--- START ---

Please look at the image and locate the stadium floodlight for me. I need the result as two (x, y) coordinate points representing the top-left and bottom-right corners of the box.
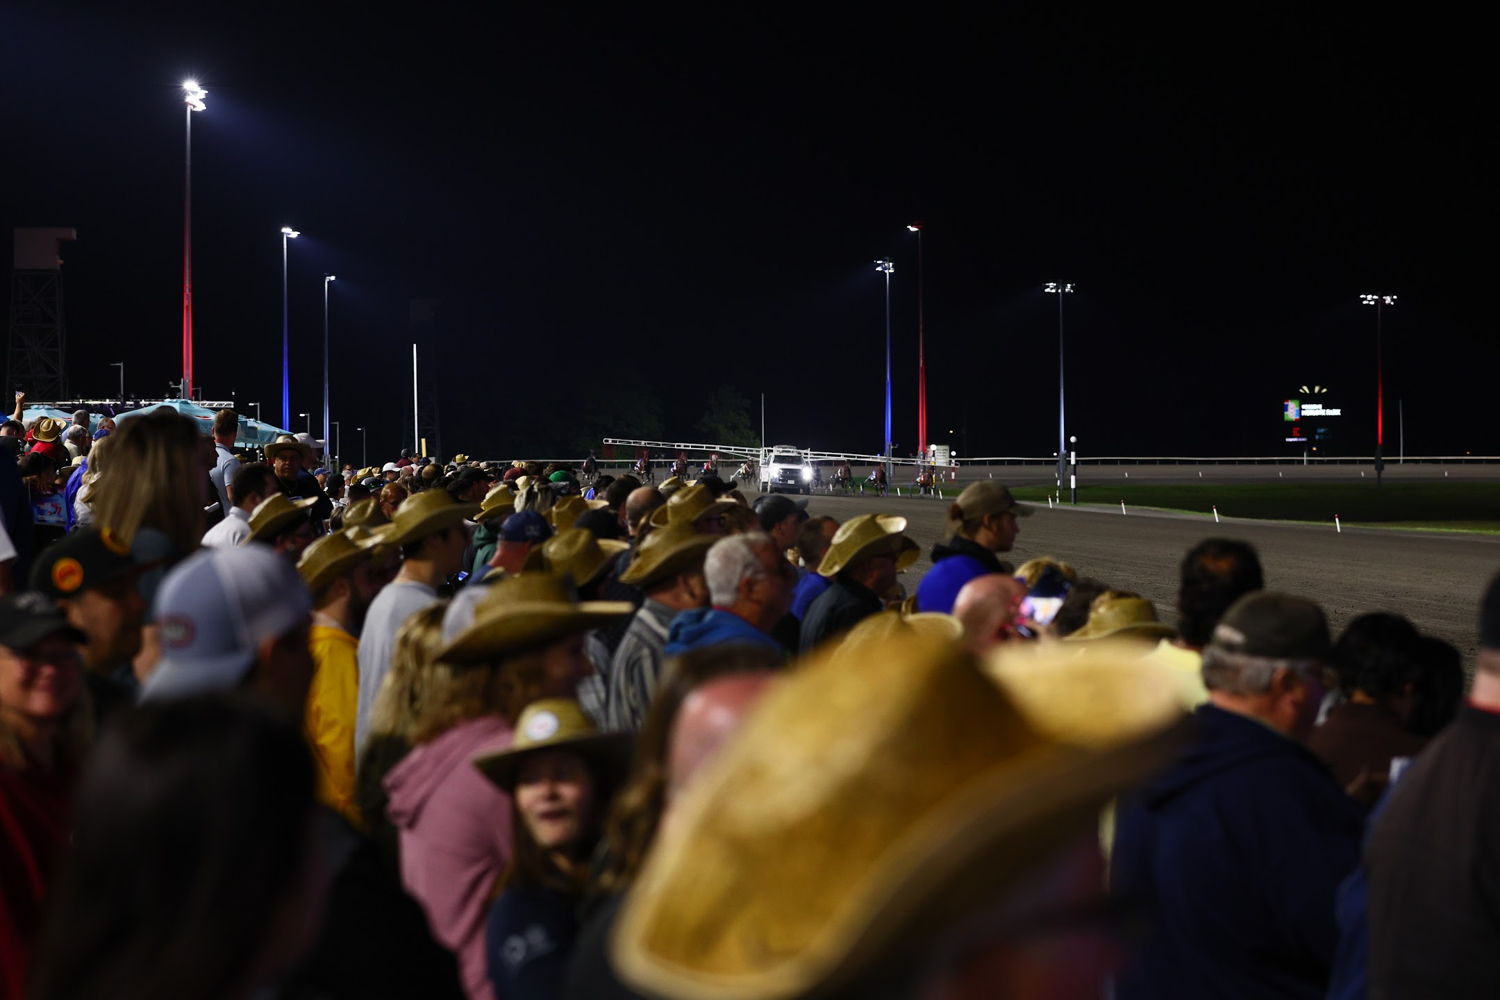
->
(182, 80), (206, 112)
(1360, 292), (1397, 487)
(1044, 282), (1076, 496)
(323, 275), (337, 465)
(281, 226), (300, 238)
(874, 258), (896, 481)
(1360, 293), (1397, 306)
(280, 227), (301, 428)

--- END ---
--- START ---

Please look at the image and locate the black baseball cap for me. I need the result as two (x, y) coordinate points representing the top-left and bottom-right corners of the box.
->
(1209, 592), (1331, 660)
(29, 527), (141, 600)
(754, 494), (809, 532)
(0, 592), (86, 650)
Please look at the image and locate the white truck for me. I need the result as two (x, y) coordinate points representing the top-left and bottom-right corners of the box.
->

--- END ---

**Work to complete:** Each line of the entries above that contains "Please" must be copied into the answer.

**Answer to this task:**
Please look at the image and locate the stadium floodlight for me. I need the result as two (x, y) coordinate points representing the top-left and bottom-right corners of the box.
Please look at the image and locate the black baseball cap for me. I need the result as two (x, y) coordinate points representing the top-left and bottom-right corners of the box.
Please look at the image and locate the white truck for me. I need the result as two (x, y) coordinate points representing the top-left and bottom-right corners of the box.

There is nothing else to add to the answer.